* Task to carry out:
Copy word for word, please, the lines of the entries below running from the one containing "column 16, row 221" to the one containing "column 320, row 172", both ends included.

Saved data entries

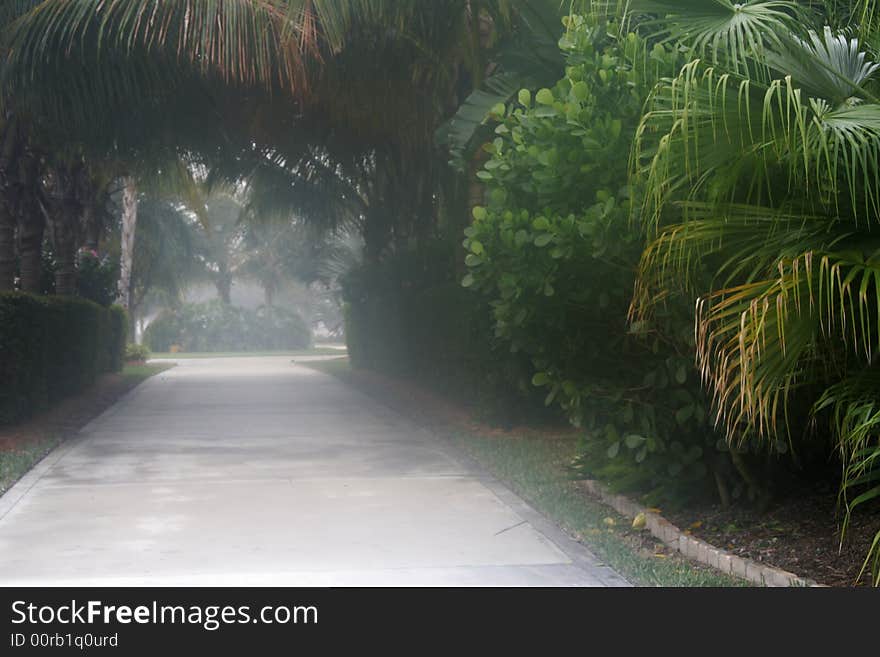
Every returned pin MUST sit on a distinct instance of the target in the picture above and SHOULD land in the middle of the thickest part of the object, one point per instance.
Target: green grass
(534, 466)
(314, 351)
(15, 463)
(137, 373)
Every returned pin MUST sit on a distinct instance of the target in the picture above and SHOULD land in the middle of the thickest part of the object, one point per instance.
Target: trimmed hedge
(409, 317)
(51, 347)
(216, 326)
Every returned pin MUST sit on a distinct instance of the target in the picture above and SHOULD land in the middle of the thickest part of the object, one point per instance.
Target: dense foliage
(408, 316)
(555, 250)
(51, 347)
(217, 326)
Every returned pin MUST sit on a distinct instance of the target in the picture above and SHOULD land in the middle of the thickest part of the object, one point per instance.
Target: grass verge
(22, 446)
(314, 351)
(533, 465)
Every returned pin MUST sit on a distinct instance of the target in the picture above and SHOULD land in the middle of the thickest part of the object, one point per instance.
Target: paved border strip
(695, 548)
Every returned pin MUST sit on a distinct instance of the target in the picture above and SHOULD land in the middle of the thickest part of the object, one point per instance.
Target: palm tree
(761, 164)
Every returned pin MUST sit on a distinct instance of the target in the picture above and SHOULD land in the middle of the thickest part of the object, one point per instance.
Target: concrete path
(258, 471)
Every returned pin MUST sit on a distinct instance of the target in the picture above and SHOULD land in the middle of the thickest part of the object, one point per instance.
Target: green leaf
(580, 90)
(633, 440)
(613, 450)
(541, 223)
(540, 379)
(544, 97)
(681, 374)
(684, 414)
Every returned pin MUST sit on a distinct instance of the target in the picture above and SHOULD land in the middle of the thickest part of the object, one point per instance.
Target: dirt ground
(27, 442)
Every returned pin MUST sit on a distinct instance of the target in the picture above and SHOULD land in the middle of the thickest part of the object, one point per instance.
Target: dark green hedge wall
(51, 347)
(409, 317)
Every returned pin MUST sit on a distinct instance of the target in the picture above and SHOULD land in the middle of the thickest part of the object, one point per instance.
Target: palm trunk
(129, 224)
(7, 248)
(64, 244)
(223, 284)
(31, 227)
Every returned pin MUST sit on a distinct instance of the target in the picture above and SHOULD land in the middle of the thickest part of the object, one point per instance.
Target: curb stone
(696, 549)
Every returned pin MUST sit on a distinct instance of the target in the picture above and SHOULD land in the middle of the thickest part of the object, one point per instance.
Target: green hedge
(51, 347)
(409, 317)
(216, 326)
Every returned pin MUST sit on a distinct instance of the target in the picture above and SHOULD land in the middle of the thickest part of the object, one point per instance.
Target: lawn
(314, 351)
(533, 464)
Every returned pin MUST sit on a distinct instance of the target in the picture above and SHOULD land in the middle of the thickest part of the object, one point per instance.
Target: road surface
(261, 471)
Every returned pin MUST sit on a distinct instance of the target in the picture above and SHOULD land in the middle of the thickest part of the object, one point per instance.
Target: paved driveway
(258, 471)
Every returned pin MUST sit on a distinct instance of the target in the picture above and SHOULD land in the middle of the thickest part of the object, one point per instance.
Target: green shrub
(136, 352)
(407, 316)
(216, 326)
(51, 347)
(555, 251)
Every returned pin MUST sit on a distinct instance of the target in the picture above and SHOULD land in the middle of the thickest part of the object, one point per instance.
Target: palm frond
(727, 32)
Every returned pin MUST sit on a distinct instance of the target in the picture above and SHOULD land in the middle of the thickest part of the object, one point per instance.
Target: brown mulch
(799, 532)
(42, 432)
(69, 415)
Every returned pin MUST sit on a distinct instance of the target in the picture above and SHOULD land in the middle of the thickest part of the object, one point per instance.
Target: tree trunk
(64, 245)
(129, 224)
(8, 151)
(7, 247)
(224, 287)
(31, 227)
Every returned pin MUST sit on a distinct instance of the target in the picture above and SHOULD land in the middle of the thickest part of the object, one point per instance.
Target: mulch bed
(799, 532)
(46, 430)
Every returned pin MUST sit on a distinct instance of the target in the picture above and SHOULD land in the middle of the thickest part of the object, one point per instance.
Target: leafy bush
(216, 326)
(556, 249)
(136, 352)
(407, 316)
(51, 347)
(96, 277)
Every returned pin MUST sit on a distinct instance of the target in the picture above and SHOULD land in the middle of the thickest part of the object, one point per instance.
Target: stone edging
(695, 548)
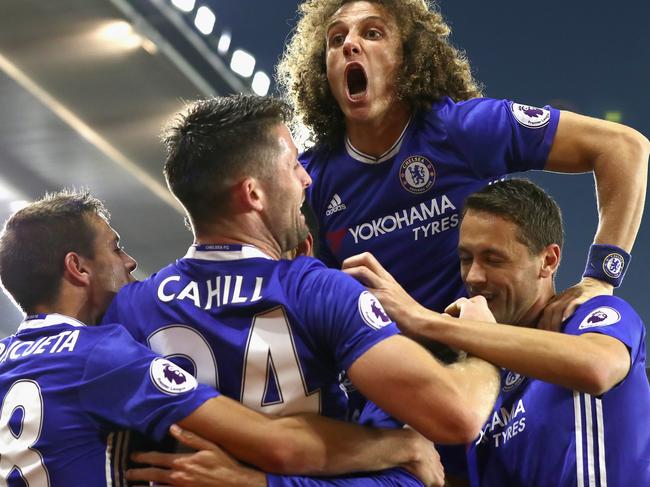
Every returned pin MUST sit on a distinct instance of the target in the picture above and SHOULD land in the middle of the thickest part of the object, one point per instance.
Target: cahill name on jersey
(67, 391)
(405, 205)
(275, 335)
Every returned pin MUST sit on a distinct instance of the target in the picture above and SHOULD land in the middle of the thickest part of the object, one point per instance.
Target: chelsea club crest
(417, 174)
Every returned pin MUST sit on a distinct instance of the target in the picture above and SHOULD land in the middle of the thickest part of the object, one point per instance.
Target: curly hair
(431, 68)
(35, 240)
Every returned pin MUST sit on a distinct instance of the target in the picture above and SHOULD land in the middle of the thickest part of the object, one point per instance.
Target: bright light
(242, 63)
(204, 20)
(261, 83)
(149, 46)
(184, 5)
(224, 43)
(16, 205)
(120, 33)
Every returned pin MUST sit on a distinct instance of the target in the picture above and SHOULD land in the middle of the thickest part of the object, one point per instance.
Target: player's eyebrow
(337, 22)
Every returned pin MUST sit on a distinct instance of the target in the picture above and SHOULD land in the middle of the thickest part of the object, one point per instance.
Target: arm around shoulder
(447, 405)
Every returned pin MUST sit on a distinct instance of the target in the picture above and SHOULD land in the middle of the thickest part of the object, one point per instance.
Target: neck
(236, 233)
(375, 136)
(69, 307)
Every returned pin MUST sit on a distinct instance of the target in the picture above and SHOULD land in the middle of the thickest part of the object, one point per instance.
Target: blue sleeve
(126, 384)
(340, 312)
(395, 477)
(499, 136)
(609, 316)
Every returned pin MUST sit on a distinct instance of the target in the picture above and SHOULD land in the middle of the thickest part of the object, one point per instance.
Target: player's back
(67, 391)
(46, 436)
(273, 334)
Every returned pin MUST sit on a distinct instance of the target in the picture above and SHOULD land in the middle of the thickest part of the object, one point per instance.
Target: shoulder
(604, 311)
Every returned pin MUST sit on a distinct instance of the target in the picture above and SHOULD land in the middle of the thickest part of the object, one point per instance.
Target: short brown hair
(432, 67)
(35, 240)
(536, 214)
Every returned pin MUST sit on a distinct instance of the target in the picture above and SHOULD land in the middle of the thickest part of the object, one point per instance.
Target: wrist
(607, 263)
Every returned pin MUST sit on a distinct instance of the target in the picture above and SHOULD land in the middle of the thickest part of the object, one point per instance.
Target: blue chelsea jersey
(67, 392)
(405, 206)
(541, 434)
(274, 335)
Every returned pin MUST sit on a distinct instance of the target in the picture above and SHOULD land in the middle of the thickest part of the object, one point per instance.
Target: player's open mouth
(356, 81)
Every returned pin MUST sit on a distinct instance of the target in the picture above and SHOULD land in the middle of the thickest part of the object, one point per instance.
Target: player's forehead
(103, 230)
(352, 13)
(285, 139)
(481, 228)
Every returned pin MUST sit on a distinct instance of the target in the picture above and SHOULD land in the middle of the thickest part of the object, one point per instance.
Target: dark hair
(215, 141)
(536, 214)
(431, 68)
(36, 239)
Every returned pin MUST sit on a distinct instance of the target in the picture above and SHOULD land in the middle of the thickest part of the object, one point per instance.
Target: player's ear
(551, 260)
(250, 194)
(76, 269)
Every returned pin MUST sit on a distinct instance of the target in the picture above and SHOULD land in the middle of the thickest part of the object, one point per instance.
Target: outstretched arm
(618, 157)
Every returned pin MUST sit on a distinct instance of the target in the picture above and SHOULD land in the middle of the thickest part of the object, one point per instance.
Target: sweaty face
(111, 266)
(496, 265)
(363, 57)
(286, 194)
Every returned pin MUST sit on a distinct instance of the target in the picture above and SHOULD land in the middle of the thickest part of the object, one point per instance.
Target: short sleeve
(126, 384)
(609, 315)
(500, 136)
(340, 312)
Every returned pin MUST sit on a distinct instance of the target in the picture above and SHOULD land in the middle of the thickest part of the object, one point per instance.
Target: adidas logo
(335, 205)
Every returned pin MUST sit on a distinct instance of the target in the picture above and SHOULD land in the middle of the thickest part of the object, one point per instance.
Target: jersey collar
(222, 252)
(33, 322)
(367, 159)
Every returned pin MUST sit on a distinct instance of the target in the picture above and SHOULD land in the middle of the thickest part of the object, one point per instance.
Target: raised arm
(590, 363)
(618, 157)
(445, 404)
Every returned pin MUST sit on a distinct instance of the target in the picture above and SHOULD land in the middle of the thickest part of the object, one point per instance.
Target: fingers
(365, 276)
(149, 474)
(552, 317)
(190, 439)
(155, 458)
(454, 308)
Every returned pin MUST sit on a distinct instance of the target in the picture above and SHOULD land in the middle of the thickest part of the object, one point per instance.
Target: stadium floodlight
(224, 42)
(204, 20)
(184, 5)
(16, 205)
(261, 83)
(120, 33)
(242, 63)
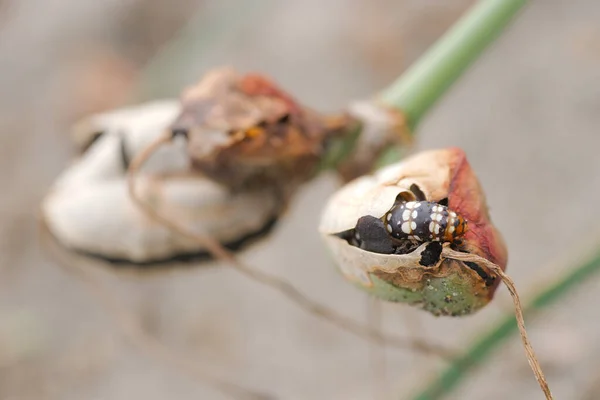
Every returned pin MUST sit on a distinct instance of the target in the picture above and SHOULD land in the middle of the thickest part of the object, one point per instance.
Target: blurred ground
(527, 116)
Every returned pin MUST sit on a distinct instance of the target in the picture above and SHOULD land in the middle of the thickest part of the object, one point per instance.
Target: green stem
(483, 348)
(417, 90)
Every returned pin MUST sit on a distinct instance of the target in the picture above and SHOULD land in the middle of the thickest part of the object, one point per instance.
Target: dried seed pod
(408, 266)
(89, 209)
(244, 131)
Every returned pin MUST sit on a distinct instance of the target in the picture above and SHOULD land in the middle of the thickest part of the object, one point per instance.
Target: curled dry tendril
(283, 287)
(512, 289)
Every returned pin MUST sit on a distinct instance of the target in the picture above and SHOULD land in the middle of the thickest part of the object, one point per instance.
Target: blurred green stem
(456, 372)
(417, 90)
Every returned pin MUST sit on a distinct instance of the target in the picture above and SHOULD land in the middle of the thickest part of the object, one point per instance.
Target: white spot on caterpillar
(406, 227)
(410, 205)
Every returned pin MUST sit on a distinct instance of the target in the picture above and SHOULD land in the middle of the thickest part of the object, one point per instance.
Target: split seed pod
(89, 210)
(386, 232)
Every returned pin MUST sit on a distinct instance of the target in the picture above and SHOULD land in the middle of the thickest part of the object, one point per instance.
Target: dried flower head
(387, 232)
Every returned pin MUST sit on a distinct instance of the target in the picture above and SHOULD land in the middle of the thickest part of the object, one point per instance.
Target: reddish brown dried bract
(244, 131)
(466, 197)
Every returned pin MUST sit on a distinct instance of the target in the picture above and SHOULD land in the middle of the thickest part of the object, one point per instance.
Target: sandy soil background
(527, 115)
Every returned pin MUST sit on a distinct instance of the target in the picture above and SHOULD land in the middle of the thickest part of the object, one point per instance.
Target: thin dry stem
(377, 348)
(510, 285)
(133, 331)
(286, 289)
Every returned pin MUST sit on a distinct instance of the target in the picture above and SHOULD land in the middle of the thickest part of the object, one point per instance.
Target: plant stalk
(456, 372)
(417, 90)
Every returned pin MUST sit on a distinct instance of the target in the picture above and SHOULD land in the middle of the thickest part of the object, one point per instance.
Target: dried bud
(244, 131)
(387, 232)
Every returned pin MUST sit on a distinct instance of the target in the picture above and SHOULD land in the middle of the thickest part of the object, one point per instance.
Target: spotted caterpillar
(424, 221)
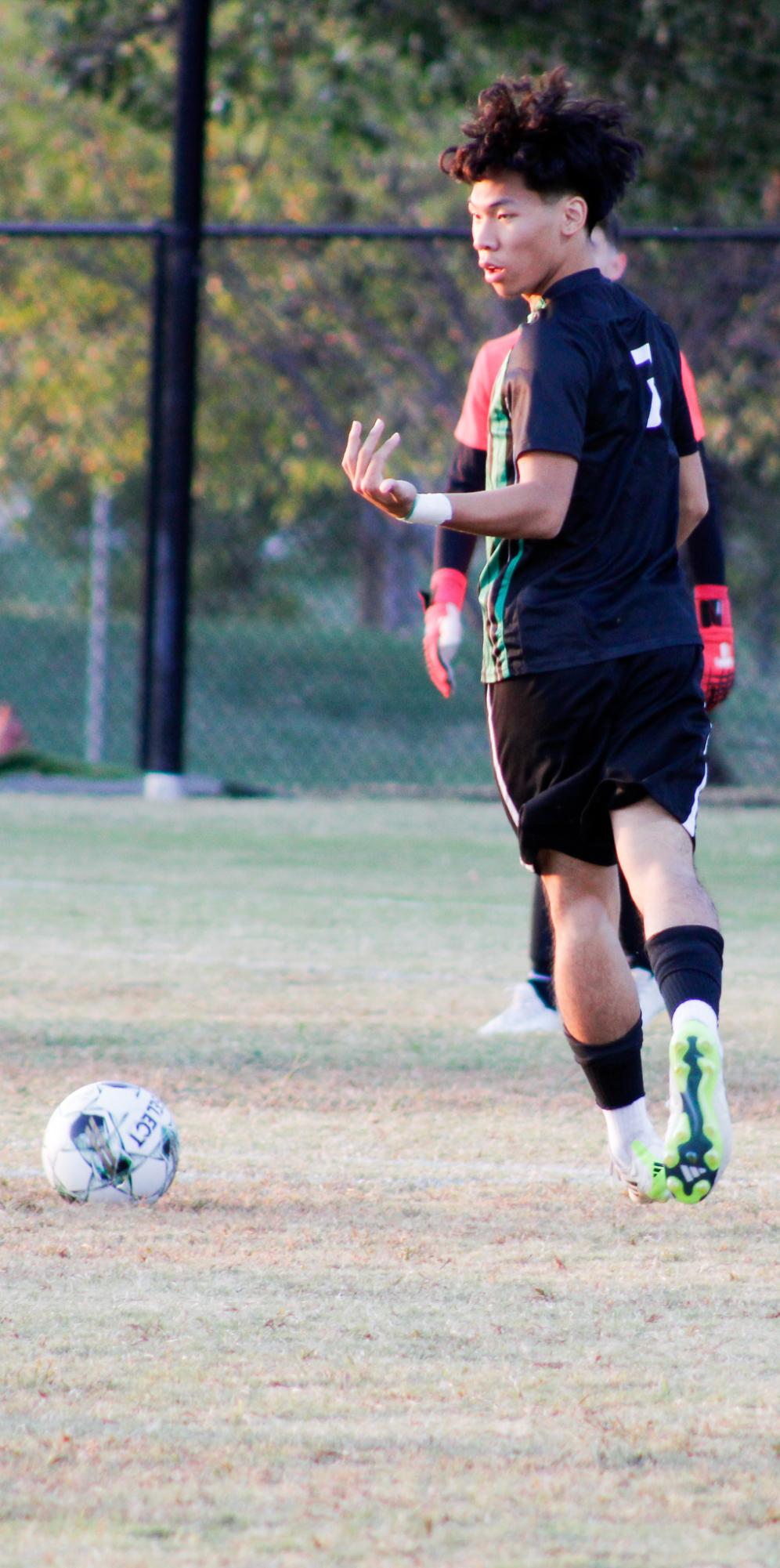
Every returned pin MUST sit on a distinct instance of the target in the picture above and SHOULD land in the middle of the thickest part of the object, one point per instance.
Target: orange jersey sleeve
(692, 396)
(472, 427)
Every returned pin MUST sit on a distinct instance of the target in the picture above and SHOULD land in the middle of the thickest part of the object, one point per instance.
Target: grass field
(391, 1309)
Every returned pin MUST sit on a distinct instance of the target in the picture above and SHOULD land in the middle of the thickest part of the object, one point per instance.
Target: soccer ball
(110, 1143)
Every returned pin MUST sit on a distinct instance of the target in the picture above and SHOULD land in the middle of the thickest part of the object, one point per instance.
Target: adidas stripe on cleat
(645, 1178)
(699, 1132)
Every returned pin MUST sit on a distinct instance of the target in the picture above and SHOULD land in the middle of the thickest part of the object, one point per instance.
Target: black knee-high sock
(632, 930)
(615, 1071)
(541, 954)
(688, 963)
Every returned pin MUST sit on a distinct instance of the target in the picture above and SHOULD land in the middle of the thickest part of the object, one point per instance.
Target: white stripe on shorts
(504, 791)
(690, 822)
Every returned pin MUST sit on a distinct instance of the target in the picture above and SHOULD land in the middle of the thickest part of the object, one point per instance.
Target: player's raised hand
(364, 463)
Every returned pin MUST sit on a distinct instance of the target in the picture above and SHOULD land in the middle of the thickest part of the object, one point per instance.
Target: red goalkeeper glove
(442, 626)
(713, 614)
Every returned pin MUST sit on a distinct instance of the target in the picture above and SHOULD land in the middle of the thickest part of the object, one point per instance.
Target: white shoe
(651, 999)
(643, 1175)
(525, 1015)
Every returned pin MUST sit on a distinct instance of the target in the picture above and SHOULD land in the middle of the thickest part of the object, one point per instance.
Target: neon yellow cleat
(699, 1134)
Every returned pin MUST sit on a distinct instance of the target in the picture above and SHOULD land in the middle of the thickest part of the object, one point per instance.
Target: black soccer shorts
(572, 745)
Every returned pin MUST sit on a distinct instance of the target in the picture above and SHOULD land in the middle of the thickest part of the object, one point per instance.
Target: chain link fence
(305, 639)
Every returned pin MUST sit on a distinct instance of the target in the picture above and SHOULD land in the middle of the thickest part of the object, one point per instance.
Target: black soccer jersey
(594, 377)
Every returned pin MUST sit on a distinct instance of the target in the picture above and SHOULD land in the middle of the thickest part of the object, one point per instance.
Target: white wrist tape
(432, 509)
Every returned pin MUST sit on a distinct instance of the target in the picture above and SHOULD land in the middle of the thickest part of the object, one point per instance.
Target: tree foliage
(338, 110)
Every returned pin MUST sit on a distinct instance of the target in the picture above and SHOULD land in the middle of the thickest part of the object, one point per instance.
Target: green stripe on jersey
(504, 556)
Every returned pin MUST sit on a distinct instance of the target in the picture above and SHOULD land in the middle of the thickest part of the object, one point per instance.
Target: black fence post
(173, 438)
(153, 490)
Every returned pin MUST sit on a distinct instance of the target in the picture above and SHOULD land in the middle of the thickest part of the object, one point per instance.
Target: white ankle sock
(626, 1124)
(699, 1010)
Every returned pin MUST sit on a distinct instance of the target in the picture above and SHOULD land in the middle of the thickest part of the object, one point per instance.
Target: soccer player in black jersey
(593, 656)
(532, 1007)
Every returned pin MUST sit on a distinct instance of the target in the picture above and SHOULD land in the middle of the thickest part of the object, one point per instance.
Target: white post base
(164, 786)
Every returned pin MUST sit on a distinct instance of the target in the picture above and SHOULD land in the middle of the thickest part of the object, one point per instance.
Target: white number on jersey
(643, 357)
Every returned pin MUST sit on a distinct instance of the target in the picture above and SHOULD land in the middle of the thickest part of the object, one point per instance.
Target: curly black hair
(562, 145)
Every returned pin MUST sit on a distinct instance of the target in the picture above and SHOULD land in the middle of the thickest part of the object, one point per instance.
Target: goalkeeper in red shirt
(532, 1007)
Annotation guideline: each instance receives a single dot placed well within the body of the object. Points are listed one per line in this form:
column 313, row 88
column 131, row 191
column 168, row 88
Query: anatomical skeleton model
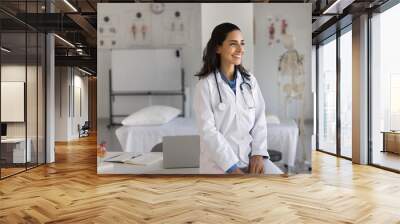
column 291, row 84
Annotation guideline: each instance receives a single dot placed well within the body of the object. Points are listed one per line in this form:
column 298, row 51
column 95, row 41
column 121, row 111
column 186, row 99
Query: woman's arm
column 216, row 145
column 259, row 130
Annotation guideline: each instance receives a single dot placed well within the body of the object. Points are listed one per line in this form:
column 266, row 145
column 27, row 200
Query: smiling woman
column 229, row 146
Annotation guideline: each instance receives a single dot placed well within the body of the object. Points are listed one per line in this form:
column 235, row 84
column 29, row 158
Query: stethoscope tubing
column 240, row 86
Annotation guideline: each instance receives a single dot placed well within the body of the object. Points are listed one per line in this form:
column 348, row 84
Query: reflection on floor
column 70, row 191
column 10, row 169
column 386, row 159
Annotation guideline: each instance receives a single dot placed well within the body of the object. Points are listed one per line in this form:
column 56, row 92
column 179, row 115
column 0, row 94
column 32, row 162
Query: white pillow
column 272, row 119
column 152, row 115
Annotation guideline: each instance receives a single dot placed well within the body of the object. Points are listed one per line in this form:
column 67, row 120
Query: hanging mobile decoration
column 283, row 26
column 144, row 30
column 172, row 26
column 134, row 31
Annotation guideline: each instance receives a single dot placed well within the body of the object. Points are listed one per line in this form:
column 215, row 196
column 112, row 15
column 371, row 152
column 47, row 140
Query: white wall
column 298, row 18
column 240, row 14
column 66, row 121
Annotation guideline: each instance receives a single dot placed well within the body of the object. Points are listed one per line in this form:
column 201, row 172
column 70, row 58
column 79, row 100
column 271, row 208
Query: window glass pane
column 13, row 86
column 385, row 114
column 327, row 97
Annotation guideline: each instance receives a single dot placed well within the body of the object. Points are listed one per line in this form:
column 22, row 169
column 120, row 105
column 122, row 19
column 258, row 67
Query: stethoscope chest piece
column 221, row 106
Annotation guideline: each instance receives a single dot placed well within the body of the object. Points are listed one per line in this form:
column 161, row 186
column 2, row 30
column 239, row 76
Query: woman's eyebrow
column 236, row 41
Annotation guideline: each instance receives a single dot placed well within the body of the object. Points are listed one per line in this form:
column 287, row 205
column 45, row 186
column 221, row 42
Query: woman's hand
column 256, row 165
column 237, row 171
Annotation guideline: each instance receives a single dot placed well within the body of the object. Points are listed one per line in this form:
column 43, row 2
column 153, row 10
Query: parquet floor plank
column 70, row 191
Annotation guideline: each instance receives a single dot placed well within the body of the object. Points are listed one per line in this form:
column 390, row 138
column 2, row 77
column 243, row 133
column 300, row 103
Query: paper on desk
column 146, row 159
column 123, row 157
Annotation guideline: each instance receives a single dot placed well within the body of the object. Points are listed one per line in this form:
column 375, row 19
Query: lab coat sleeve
column 259, row 130
column 215, row 143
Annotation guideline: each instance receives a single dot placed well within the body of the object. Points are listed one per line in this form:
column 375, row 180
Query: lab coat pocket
column 245, row 149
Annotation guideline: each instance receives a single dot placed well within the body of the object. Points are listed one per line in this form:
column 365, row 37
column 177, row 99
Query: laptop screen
column 3, row 129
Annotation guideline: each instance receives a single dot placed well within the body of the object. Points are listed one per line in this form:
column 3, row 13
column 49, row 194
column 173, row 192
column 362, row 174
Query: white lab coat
column 228, row 136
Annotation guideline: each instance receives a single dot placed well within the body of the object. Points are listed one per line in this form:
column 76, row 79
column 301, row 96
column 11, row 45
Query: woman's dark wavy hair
column 212, row 60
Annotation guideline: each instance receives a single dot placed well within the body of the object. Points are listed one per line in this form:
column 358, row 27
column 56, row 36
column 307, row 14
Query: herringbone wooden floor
column 70, row 191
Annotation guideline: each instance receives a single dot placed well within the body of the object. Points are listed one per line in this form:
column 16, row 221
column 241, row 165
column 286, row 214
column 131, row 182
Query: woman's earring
column 144, row 30
column 172, row 26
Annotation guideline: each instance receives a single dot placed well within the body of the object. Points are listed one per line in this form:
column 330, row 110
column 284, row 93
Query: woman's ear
column 218, row 50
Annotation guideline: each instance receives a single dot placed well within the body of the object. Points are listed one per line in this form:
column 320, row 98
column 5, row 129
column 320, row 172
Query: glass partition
column 346, row 93
column 22, row 77
column 385, row 89
column 327, row 96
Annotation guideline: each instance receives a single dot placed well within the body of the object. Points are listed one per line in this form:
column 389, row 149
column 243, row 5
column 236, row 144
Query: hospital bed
column 282, row 137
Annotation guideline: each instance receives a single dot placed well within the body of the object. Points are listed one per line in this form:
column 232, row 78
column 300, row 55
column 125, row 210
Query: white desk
column 18, row 150
column 122, row 168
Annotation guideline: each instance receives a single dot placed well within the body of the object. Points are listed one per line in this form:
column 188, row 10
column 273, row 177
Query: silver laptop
column 181, row 151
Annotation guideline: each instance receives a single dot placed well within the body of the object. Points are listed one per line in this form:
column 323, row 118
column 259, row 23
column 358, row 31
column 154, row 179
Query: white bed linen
column 282, row 137
column 141, row 139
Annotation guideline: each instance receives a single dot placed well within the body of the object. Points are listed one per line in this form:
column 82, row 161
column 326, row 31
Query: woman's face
column 232, row 49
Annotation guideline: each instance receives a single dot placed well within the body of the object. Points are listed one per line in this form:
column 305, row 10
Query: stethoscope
column 248, row 98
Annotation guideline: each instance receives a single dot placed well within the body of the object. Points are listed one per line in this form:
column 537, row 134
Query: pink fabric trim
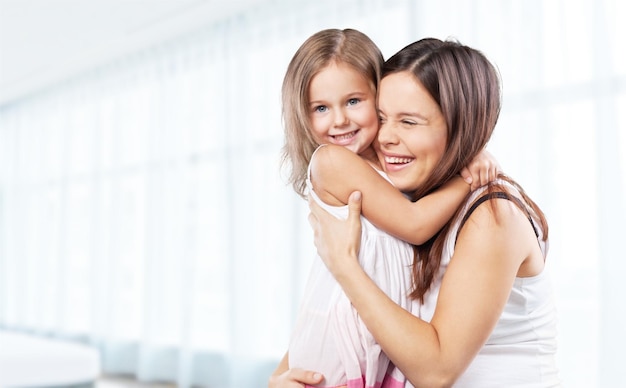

* Expected output:
column 16, row 221
column 241, row 165
column 286, row 214
column 131, row 182
Query: woman's earring
column 144, row 30
column 172, row 26
Annotation guideline: each instance receives a single dot placed well within the body of the object. Points are listed one per line in this form:
column 330, row 110
column 284, row 93
Query: woman's ear
column 218, row 50
Annotation guideline: each instance receives a single dot placed well within the body of the object. Points are listed one per line in this form:
column 320, row 98
column 5, row 129
column 320, row 172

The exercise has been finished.